Challenge → Collect every line in the listing below that contains the string "tree", copying each one without changes.

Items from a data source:
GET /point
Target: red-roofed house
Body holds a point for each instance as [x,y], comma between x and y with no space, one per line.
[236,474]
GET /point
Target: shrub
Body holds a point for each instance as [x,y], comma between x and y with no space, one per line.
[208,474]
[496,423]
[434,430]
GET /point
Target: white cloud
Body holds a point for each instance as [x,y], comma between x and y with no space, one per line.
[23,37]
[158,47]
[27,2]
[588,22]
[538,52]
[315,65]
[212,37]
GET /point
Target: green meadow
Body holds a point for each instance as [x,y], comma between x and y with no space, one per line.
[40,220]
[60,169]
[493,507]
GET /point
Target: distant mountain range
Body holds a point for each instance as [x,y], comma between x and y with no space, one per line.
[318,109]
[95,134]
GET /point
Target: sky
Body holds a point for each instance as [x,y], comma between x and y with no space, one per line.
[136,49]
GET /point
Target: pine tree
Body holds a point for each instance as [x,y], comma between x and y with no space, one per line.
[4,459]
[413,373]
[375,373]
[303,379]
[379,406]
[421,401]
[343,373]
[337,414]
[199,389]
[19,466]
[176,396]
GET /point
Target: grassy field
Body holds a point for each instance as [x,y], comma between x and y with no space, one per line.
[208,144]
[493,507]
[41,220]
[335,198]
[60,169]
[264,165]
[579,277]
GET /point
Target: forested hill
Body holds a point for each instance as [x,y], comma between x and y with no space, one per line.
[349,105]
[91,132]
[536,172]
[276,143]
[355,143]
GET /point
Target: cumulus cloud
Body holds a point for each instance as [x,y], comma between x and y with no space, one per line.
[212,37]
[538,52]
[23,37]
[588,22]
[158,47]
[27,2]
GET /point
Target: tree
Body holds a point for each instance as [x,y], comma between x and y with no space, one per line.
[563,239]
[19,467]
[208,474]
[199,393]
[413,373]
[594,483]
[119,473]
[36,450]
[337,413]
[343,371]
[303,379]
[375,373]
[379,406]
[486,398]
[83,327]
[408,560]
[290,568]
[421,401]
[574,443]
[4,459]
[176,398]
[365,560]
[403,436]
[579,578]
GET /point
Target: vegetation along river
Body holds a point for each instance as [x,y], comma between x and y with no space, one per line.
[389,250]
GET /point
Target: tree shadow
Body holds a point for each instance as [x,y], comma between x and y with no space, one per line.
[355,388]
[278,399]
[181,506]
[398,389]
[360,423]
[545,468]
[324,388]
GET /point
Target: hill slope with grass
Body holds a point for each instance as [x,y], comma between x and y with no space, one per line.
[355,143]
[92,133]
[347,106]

Completed task →
Target: pine tree
Target: tree
Target: tree shadow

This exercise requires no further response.